Filter the records below, keeping every line that contains the word "rail" and leaving out all other lines.

%%

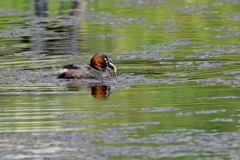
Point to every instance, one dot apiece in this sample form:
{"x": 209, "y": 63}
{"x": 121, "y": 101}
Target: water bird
{"x": 98, "y": 69}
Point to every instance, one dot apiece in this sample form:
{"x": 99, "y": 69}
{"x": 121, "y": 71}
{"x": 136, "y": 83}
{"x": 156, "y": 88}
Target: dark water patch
{"x": 225, "y": 97}
{"x": 175, "y": 74}
{"x": 110, "y": 19}
{"x": 234, "y": 16}
{"x": 217, "y": 50}
{"x": 209, "y": 112}
{"x": 169, "y": 28}
{"x": 183, "y": 114}
{"x": 231, "y": 1}
{"x": 215, "y": 81}
{"x": 199, "y": 8}
{"x": 158, "y": 109}
{"x": 232, "y": 73}
{"x": 103, "y": 36}
{"x": 221, "y": 28}
{"x": 156, "y": 48}
{"x": 222, "y": 120}
{"x": 130, "y": 3}
{"x": 182, "y": 42}
{"x": 234, "y": 34}
{"x": 4, "y": 12}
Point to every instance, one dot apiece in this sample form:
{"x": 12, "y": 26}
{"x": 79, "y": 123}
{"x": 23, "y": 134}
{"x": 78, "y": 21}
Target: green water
{"x": 176, "y": 96}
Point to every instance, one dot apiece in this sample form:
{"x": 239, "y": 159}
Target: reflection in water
{"x": 48, "y": 37}
{"x": 101, "y": 92}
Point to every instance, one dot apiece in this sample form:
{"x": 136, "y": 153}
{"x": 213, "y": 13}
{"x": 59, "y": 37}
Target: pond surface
{"x": 176, "y": 97}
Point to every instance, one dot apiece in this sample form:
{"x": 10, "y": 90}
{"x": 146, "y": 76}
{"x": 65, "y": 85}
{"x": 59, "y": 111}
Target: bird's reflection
{"x": 99, "y": 92}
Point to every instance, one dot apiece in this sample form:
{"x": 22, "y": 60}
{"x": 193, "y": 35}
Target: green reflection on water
{"x": 190, "y": 50}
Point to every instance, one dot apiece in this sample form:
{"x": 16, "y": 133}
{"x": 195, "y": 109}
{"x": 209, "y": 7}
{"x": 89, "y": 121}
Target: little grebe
{"x": 96, "y": 70}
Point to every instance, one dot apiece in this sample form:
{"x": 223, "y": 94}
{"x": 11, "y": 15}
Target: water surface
{"x": 176, "y": 96}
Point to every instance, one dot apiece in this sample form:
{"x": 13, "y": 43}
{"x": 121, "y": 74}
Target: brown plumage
{"x": 96, "y": 70}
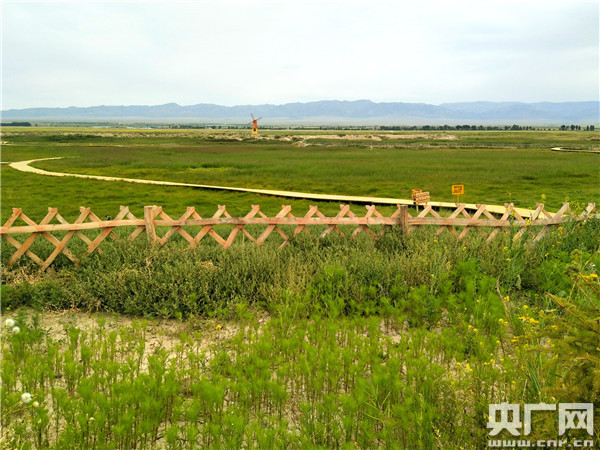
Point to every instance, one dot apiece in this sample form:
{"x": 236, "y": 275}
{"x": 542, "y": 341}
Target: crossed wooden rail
{"x": 155, "y": 217}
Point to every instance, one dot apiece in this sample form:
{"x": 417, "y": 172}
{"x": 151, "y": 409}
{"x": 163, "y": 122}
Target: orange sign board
{"x": 458, "y": 189}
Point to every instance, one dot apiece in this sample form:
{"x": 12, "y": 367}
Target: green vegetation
{"x": 494, "y": 166}
{"x": 327, "y": 343}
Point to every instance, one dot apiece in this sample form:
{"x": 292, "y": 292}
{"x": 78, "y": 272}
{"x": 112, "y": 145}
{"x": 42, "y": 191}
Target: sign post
{"x": 458, "y": 189}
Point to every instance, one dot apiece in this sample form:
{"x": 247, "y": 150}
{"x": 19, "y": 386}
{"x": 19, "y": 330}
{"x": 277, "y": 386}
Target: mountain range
{"x": 359, "y": 112}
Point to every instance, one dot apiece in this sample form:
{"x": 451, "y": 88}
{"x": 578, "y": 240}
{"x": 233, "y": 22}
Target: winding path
{"x": 24, "y": 166}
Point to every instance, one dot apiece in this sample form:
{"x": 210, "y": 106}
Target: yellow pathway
{"x": 24, "y": 166}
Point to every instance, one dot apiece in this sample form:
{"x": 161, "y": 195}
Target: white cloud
{"x": 233, "y": 52}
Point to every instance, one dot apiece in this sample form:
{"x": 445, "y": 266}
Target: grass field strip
{"x": 24, "y": 166}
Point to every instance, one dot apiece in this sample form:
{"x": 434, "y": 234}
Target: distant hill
{"x": 364, "y": 112}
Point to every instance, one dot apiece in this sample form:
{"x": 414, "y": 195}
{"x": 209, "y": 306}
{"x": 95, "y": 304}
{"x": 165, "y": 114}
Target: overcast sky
{"x": 59, "y": 54}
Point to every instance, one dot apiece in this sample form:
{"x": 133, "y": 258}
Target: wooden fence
{"x": 459, "y": 222}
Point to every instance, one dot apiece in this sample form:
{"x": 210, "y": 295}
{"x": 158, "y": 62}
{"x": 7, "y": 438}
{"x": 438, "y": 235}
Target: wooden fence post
{"x": 403, "y": 218}
{"x": 149, "y": 223}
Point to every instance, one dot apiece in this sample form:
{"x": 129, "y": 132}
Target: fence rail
{"x": 155, "y": 218}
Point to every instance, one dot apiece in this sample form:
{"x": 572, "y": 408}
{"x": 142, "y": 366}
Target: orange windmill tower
{"x": 255, "y": 124}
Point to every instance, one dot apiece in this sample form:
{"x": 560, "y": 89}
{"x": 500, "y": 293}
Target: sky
{"x": 60, "y": 54}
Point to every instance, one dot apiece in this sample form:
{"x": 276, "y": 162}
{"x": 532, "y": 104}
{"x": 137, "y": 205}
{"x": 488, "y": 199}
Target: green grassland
{"x": 495, "y": 167}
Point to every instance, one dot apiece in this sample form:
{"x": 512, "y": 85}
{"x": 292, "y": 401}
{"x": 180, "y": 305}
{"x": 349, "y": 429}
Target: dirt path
{"x": 24, "y": 166}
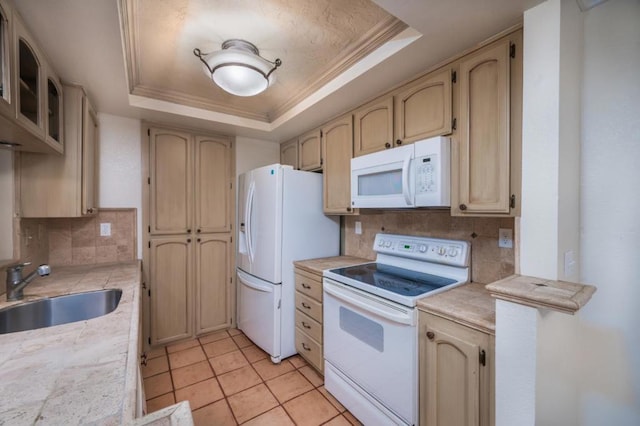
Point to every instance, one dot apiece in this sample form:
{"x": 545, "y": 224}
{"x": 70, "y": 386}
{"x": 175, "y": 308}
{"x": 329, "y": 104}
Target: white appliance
{"x": 370, "y": 323}
{"x": 281, "y": 220}
{"x": 415, "y": 175}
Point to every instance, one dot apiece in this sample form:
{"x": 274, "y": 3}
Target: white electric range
{"x": 370, "y": 323}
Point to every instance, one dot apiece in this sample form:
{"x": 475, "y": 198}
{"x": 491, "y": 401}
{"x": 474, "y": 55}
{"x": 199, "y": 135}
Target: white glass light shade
{"x": 239, "y": 70}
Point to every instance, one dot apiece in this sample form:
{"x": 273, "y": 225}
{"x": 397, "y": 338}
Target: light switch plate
{"x": 505, "y": 238}
{"x": 358, "y": 228}
{"x": 105, "y": 229}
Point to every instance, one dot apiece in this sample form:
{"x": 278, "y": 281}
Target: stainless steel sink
{"x": 58, "y": 310}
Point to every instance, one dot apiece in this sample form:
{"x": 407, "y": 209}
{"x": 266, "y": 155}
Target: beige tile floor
{"x": 230, "y": 381}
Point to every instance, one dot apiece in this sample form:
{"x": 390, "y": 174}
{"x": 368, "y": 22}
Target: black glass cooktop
{"x": 398, "y": 280}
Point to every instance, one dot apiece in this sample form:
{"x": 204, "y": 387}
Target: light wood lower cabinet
{"x": 309, "y": 318}
{"x": 456, "y": 373}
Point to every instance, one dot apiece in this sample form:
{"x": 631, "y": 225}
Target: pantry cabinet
{"x": 64, "y": 186}
{"x": 310, "y": 151}
{"x": 456, "y": 370}
{"x": 423, "y": 108}
{"x": 289, "y": 153}
{"x": 487, "y": 156}
{"x": 190, "y": 198}
{"x": 373, "y": 127}
{"x": 337, "y": 150}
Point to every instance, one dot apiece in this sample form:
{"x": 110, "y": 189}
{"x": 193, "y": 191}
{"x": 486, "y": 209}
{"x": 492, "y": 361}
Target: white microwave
{"x": 416, "y": 175}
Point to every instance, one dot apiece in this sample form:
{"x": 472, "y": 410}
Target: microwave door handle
{"x": 405, "y": 179}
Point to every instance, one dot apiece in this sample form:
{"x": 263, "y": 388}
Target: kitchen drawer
{"x": 309, "y": 326}
{"x": 309, "y": 285}
{"x": 310, "y": 350}
{"x": 309, "y": 306}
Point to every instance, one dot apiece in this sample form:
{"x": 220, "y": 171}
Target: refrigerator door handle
{"x": 247, "y": 220}
{"x": 247, "y": 281}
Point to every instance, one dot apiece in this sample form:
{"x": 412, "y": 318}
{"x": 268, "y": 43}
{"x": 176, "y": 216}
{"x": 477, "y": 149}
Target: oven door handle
{"x": 371, "y": 306}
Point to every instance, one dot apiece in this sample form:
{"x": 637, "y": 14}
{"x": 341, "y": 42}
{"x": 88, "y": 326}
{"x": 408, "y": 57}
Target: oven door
{"x": 372, "y": 343}
{"x": 383, "y": 179}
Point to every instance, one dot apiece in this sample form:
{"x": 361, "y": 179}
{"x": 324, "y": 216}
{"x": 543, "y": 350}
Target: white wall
{"x": 610, "y": 203}
{"x": 121, "y": 166}
{"x": 581, "y": 84}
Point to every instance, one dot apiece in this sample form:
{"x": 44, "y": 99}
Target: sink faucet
{"x": 15, "y": 282}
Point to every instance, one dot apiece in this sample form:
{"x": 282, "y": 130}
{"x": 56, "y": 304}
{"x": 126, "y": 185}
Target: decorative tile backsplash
{"x": 77, "y": 241}
{"x": 488, "y": 262}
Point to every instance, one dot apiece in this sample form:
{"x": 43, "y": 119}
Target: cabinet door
{"x": 89, "y": 159}
{"x": 483, "y": 157}
{"x": 213, "y": 192}
{"x": 373, "y": 127}
{"x": 310, "y": 151}
{"x": 337, "y": 152}
{"x": 454, "y": 383}
{"x": 213, "y": 282}
{"x": 289, "y": 153}
{"x": 29, "y": 90}
{"x": 7, "y": 101}
{"x": 171, "y": 191}
{"x": 171, "y": 286}
{"x": 423, "y": 109}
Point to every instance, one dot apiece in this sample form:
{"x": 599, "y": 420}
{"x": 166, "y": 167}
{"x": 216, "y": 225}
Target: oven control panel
{"x": 451, "y": 252}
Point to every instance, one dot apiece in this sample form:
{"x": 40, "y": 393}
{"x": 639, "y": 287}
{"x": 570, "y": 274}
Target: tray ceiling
{"x": 316, "y": 40}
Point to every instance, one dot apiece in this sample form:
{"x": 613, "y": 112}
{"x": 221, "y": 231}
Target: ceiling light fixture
{"x": 238, "y": 68}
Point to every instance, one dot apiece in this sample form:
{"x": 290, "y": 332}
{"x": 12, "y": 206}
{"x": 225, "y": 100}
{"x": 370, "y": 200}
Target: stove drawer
{"x": 309, "y": 326}
{"x": 310, "y": 286}
{"x": 309, "y": 306}
{"x": 310, "y": 350}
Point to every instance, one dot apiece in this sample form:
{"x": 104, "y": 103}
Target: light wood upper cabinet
{"x": 213, "y": 205}
{"x": 171, "y": 275}
{"x": 373, "y": 127}
{"x": 310, "y": 151}
{"x": 171, "y": 191}
{"x": 423, "y": 108}
{"x": 486, "y": 174}
{"x": 289, "y": 153}
{"x": 337, "y": 152}
{"x": 213, "y": 282}
{"x": 456, "y": 369}
{"x": 64, "y": 186}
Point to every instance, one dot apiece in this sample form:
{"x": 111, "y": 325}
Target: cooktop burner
{"x": 391, "y": 278}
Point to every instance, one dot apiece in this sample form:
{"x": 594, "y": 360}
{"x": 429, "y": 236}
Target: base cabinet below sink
{"x": 456, "y": 368}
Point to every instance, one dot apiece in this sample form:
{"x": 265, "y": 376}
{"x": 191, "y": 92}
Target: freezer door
{"x": 263, "y": 213}
{"x": 259, "y": 313}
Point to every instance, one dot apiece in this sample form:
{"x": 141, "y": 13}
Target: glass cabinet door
{"x": 28, "y": 71}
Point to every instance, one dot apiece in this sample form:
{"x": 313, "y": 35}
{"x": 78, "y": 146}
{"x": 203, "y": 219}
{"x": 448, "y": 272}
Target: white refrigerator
{"x": 281, "y": 221}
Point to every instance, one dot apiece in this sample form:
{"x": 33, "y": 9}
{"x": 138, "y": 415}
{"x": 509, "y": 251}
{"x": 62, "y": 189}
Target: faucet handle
{"x": 18, "y": 266}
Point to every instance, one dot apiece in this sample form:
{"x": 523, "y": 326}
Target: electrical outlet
{"x": 505, "y": 238}
{"x": 105, "y": 229}
{"x": 358, "y": 228}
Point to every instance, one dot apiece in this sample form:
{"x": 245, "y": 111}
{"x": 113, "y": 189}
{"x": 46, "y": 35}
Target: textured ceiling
{"x": 315, "y": 39}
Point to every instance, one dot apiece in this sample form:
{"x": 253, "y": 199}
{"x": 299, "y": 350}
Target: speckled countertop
{"x": 76, "y": 373}
{"x": 562, "y": 296}
{"x": 469, "y": 304}
{"x": 316, "y": 266}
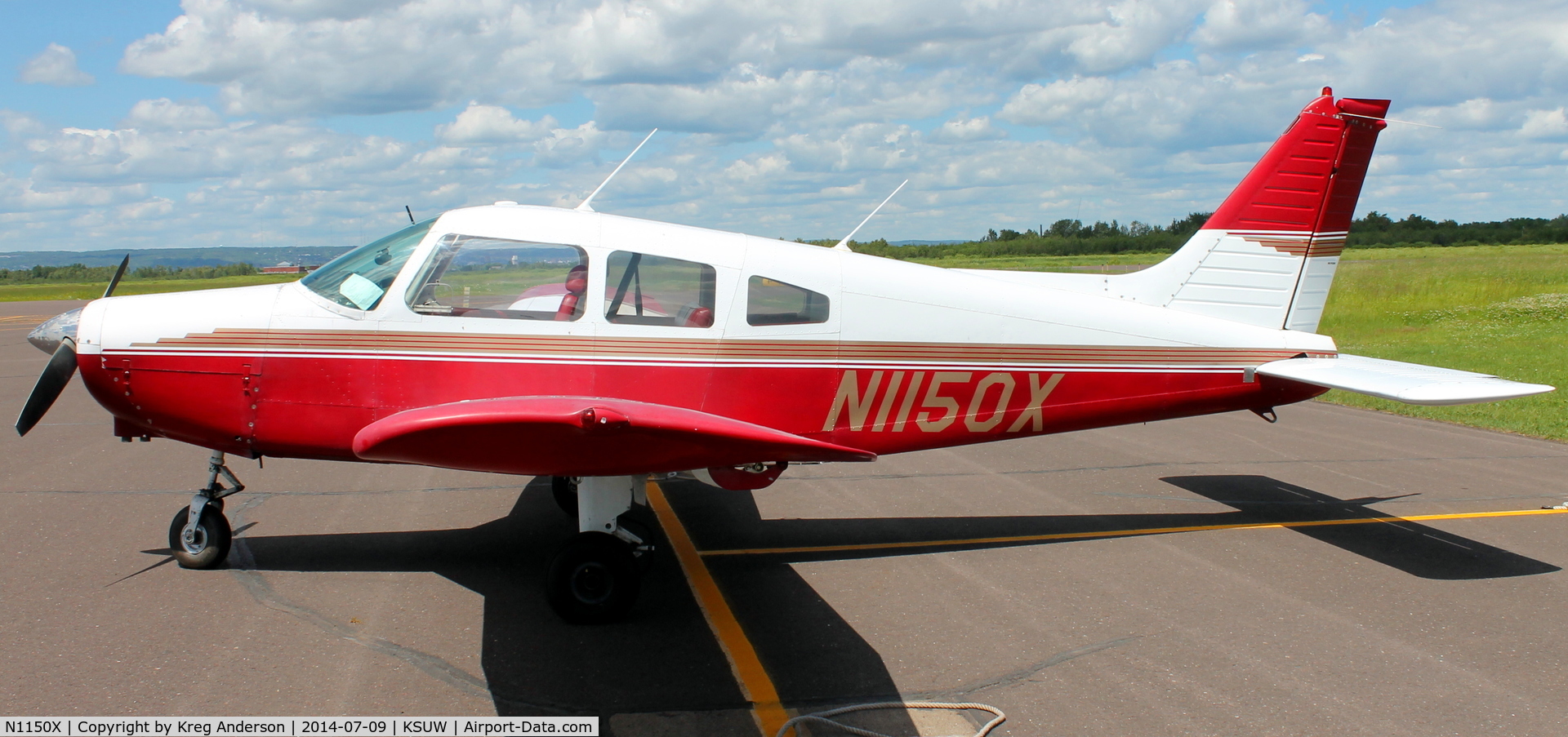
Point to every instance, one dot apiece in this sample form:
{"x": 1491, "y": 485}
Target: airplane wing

%%

— Solution to this exercise —
Target: crossed wooden rail
Target: fence rail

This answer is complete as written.